Oposição aponta o dedo aos serviços públicos, PS às contas certas
Os parceiros do executivo no Parlamento, PCP e BE, vão mostrar os ganhos de causa na reposição de direitos e rendimentos e apontam ao futuro para mostrar que são essenciais ao "caminho de progresso" pós-legislativas. O PS e António Costa vão entoar o canto das "contas certas" de Mário Centeno. E tentar desfazer a ideia de que "estão a vender a ilusão" de um país que já abandonou a "austeridade".
"Há uma sensação de que o país está melhor", assume o deputado social-democrata Duarte Pacheco. Mas a sua bancada vai tentar desmontar neste debate essa sensação e tentar mostrar como Portugal podia estar melhor com outra política.
O país cresceu. "É verdade", assume Duarte Pacheco, mas lembra que neste período de quatro anos fomos ultrapassados por três países da União Europeia; Estónia, Lituânia e Eslováquia. "Isto significa que somos piores do que os outros? Não, significa que os outros aproveitaram melhor a conjuntura internacional."
A queda do desemprego também serve de exemplo que, frisa o deputado do PSD, já vinha numa trajetória do passado. O emprego, frisa, foi criado com base no salário mínimo que "aumentou exponencialmente". "É esse emprego mal pago que queremos?" - questiona.

• **Dados fornecidos**:
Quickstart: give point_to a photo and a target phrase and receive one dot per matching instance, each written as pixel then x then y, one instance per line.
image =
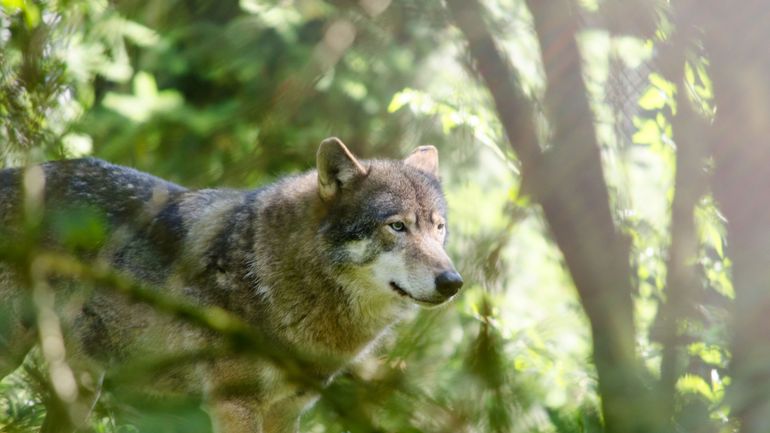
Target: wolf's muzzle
pixel 448 283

• **Instrução**:
No texto citado, que três países da União Europeia ultrapassaram Portugal no período de quatro anos, segundo Duarte Pacheco?

• **Resolução**:
Estónia, Lituânia e Eslováquia.